(Do this) Every line of the data must be copied exactly.
___ Entries ___
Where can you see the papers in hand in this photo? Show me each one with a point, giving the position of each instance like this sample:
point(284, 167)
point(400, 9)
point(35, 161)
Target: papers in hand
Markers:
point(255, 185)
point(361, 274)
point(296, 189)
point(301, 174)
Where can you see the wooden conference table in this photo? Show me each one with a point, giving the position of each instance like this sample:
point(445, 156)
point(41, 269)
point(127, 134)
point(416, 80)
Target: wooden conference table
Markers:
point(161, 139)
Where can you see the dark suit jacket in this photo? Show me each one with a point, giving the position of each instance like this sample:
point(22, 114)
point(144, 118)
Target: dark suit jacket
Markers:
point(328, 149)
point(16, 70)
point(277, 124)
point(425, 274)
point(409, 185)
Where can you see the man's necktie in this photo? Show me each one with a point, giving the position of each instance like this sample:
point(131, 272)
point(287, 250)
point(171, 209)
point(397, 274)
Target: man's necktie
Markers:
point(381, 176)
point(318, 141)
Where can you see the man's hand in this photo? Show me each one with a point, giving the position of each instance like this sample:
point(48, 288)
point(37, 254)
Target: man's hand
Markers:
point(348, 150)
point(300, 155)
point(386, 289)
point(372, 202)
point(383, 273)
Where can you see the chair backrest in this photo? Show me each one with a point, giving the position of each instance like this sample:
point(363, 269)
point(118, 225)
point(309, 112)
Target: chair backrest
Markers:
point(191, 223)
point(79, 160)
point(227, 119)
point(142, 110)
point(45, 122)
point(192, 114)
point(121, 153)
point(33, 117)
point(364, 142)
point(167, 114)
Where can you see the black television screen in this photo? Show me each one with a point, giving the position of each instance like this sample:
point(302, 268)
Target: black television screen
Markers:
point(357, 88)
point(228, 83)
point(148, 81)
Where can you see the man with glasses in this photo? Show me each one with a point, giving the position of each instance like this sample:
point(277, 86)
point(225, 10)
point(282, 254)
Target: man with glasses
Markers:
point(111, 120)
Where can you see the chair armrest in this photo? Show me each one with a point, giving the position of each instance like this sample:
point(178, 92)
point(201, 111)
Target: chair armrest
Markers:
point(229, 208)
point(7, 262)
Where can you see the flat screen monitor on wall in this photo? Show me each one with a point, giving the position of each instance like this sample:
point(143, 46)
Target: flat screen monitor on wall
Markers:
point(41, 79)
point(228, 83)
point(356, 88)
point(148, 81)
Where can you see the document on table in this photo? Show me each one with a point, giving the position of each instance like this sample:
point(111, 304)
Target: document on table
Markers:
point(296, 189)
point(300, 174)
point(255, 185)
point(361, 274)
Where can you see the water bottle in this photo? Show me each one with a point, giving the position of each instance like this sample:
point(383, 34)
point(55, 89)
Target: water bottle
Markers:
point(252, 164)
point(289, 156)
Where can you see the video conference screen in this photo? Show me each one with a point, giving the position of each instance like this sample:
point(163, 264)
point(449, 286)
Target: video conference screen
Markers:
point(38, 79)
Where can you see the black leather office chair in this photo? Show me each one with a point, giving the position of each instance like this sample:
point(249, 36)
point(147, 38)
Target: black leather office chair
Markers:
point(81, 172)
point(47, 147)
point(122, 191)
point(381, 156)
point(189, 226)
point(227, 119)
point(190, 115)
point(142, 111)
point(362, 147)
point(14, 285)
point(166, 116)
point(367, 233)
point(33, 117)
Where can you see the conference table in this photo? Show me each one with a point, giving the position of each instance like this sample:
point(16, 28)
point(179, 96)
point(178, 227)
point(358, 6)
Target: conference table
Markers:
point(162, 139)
___
(Result of this exercise)
Where can you see the papers in hand in this photo? Show me each one with a point, giving the position of each instance like this sample:
point(284, 167)
point(400, 9)
point(35, 161)
Target: papers in hand
Markers:
point(255, 185)
point(361, 274)
point(296, 189)
point(301, 174)
Where can you see the wooden conference table in this photo? Show me each one with a point, giving the position of each instance like this sample:
point(445, 156)
point(41, 269)
point(127, 134)
point(416, 80)
Target: wooden conference table
Markers:
point(161, 139)
Where can you see the dark suit jacket in this photo? Show me each one with a point, giving the position of each instance like this sample:
point(22, 114)
point(144, 118)
Target: dark suit jacket
Markers:
point(328, 149)
point(16, 70)
point(277, 124)
point(425, 274)
point(409, 185)
Where can you see the man's necktie in this photo? Show me each one with a point, giving the position of each instance like this sample:
point(131, 272)
point(287, 250)
point(171, 209)
point(397, 274)
Target: man's necktie
Markers:
point(381, 176)
point(318, 141)
Where can you see the man's hand in this photo? Show me each one with a point, giving the position of each instance like this sample:
point(48, 288)
point(37, 254)
Target: man's hand
Markers:
point(348, 150)
point(300, 155)
point(386, 289)
point(372, 202)
point(383, 273)
Where can you see the chair backrest in this photo? Show me each one with a point, giving the position of each instance like this sample:
point(363, 269)
point(118, 225)
point(309, 112)
Target: chair backrest
Markers:
point(191, 223)
point(79, 160)
point(227, 119)
point(142, 110)
point(45, 122)
point(192, 114)
point(121, 153)
point(33, 117)
point(364, 142)
point(167, 114)
Where can you see the black television screen in this photo? Show me each one with a point, giving the position of each instance like this sample:
point(302, 268)
Target: black television screen
Markers:
point(357, 88)
point(228, 83)
point(148, 81)
Where can you see the man with glasses in this photo? Show me each one with a point, giving the position of each instance like this sample:
point(277, 86)
point(225, 10)
point(282, 254)
Target: man with glasses
Markers:
point(111, 120)
Where can you see the chair armrest in this photo? Show me each one with a point, giving the position of each instance like this sample:
point(178, 92)
point(201, 111)
Target: chair armrest
Markers:
point(229, 208)
point(7, 262)
Where can you see the flat screen monitor on wall in this photo? Show me each one with a point, giving the position of each instance like this sample:
point(143, 46)
Target: flat screen monitor on wall
Markers:
point(41, 79)
point(228, 83)
point(356, 88)
point(148, 81)
Where can you see the document on table in this photo? Show me each one with a point, giving the position of each instance like this sample:
point(111, 304)
Target: document on table
Markers:
point(296, 189)
point(300, 174)
point(255, 185)
point(361, 274)
Where can you see the water bottle in this photo? Show me each one with a point, giving the position of each instance like this sample:
point(383, 34)
point(55, 89)
Target: water bottle
Markers:
point(252, 164)
point(289, 156)
Where can you see the video conference screen in this photo? Show me each one with a point, giving the position of each instance like this sample:
point(163, 264)
point(449, 286)
Target: video conference screen
Markers:
point(38, 79)
Where can you see the black leather office chair in this photo? Show me each one with a point, giving the position of each instance like this sample:
point(249, 36)
point(147, 38)
Target: black leather office chair
Markers:
point(81, 172)
point(47, 147)
point(122, 191)
point(381, 156)
point(189, 226)
point(227, 119)
point(190, 115)
point(142, 111)
point(362, 147)
point(14, 285)
point(166, 116)
point(367, 233)
point(33, 117)
Where can you see the conference table in this photo? Show me each one with a point, giving the position of each instance like this sample:
point(16, 28)
point(179, 96)
point(178, 227)
point(358, 6)
Target: conference table
Markers:
point(162, 139)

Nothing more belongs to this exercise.